### Trecho fornecido

"""

Vida Inteligente - Parte II


Hotel.
Nem lembro mais que cidade, foram muitas.
Toca meu celular.
Chamada a cobrar. Para aceitá-la, continue na linha após a identificação.
“Cauê? Aqui é um morador de rua, não sei se você se lembra do Cadu?”
Claro camarada, diga lá.
“Velho, eu queria saber se você ou seu amigo tem um tênis velho pra me arranjar. É que eu decidi que vou pra Ubatuba trabalhar num quiosque de um amigo na virada e vou ter que andar pra caramba pra chegar lá.”

Acho que não falei no outro texto: no verso do papel onde anotei o endereço da ocupação da Prestes Maia deixei meu telefone.
Ele tinha falado: “Se eu ligar, vai ser a cobrar!”

Combinamos de nos encontrar segunda-feira no metrô São Joaquim, 12h. Ele disse que estaria por ali para almoçar num albergue da prefeitura.

Quando nos encontramos ele carrega um E.V.A. fino enrolado com uns fios de cobre, com um cobertor e uma blusa dentro. (“O cara na rua, quando tem uma blusa, é o cara mais feliz do mundo. Já quase morri de hipotermia.”)

Agradece muito pelo tênis (levei também umas meias).
Está bem mais sossegado do que em nosso último encontro.
“Cara, me desculpa por eu estar bêbado naquele dia, eu não tenho essa hábito”.
Sossega cara, imaginei que você tava precisando.

Vamos andando, ele fala que não conseguiu a senha pra almoçar lá, mas quer me levar pra conhecer o lugar. Pergunto se já acabaram as senhas, tão “cedo”. “Se você não chega até umas 7h da manhã você não consegue, vem muita gente”.

"""

(Entradas de anotação por coordenadas)
"""

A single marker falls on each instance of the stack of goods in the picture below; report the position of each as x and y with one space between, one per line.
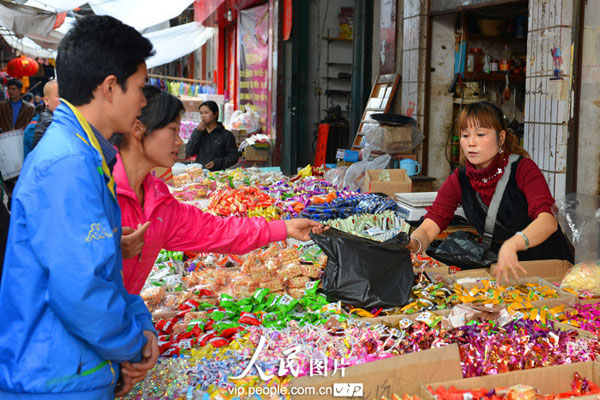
580 387
586 317
348 206
199 322
583 280
241 202
293 196
380 227
281 270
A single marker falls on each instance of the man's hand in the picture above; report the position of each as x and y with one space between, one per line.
132 241
507 261
301 227
124 385
137 371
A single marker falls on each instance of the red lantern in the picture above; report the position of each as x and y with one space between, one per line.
22 66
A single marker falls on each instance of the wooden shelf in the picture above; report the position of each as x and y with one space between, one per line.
332 92
493 76
334 78
330 38
496 39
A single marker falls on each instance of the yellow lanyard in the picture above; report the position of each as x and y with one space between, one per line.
94 142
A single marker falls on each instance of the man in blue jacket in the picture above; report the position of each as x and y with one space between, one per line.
69 329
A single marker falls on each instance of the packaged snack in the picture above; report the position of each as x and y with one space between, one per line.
296 293
289 271
180 180
311 270
583 277
273 285
298 282
194 172
152 296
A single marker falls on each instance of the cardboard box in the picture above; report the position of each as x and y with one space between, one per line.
252 153
388 181
555 379
401 375
396 139
550 270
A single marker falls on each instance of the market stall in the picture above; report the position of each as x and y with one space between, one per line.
269 324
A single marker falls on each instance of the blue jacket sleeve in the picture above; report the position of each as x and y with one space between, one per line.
73 240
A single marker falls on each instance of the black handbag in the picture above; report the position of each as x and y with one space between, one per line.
464 249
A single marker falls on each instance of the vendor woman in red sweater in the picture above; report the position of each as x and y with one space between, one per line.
525 227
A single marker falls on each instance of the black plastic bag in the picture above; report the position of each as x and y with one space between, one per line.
462 249
365 273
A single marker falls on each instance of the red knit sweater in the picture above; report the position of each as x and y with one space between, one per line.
530 181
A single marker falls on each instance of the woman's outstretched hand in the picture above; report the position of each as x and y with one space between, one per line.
300 228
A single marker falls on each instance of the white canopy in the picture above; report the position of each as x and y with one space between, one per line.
25 45
173 43
140 14
169 43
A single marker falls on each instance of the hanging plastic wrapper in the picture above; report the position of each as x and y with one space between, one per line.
579 217
365 273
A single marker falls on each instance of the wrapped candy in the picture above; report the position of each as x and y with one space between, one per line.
583 277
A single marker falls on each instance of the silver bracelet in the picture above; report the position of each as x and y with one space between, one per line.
420 245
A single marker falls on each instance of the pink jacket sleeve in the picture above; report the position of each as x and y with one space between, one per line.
190 229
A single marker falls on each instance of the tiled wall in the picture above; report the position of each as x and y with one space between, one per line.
548 102
413 58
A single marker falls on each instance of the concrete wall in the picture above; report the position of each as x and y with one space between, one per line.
441 106
324 22
588 166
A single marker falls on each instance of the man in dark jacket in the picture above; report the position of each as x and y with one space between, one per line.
51 100
214 148
14 112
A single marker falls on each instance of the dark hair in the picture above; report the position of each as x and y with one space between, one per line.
212 106
487 115
96 47
161 109
40 108
14 82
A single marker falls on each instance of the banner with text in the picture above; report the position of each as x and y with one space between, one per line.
253 33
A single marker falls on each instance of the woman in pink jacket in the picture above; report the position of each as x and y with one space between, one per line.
153 219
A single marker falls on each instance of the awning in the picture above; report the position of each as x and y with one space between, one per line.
23 20
140 14
173 43
25 45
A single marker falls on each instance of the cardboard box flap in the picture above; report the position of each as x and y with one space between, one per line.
401 375
553 270
388 181
555 379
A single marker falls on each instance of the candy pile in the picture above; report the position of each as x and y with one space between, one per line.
380 226
239 202
583 278
281 270
517 296
348 206
426 296
586 317
200 323
487 349
580 386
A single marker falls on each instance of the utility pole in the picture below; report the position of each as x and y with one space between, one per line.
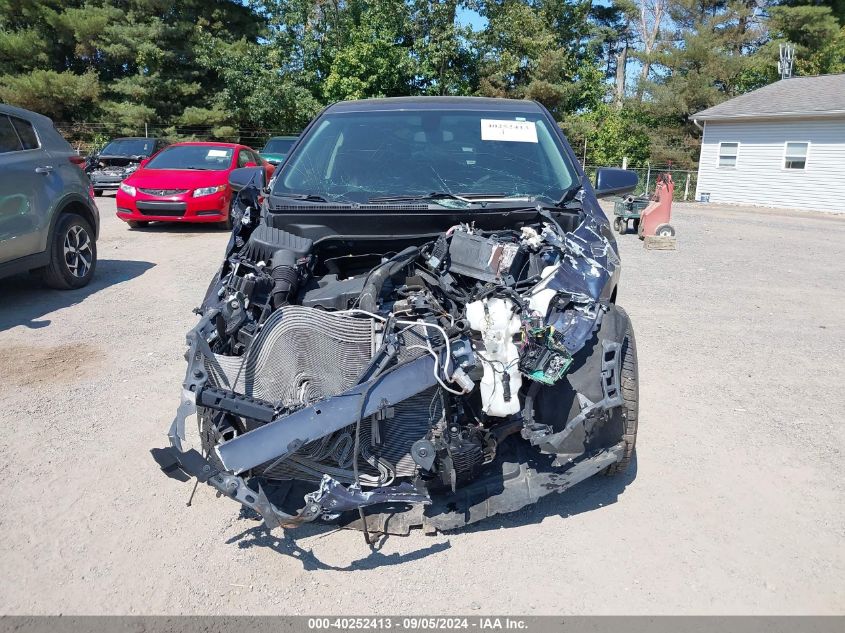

"""

### Instruções a seguir
Segundo o relato, em que local, dia e horário ficou combinado o encontro com Cadu? As linhas não têm nenhum papel nesta tarefa.

### Resposta
No metrô São Joaquim, na segunda-feira, às 12h.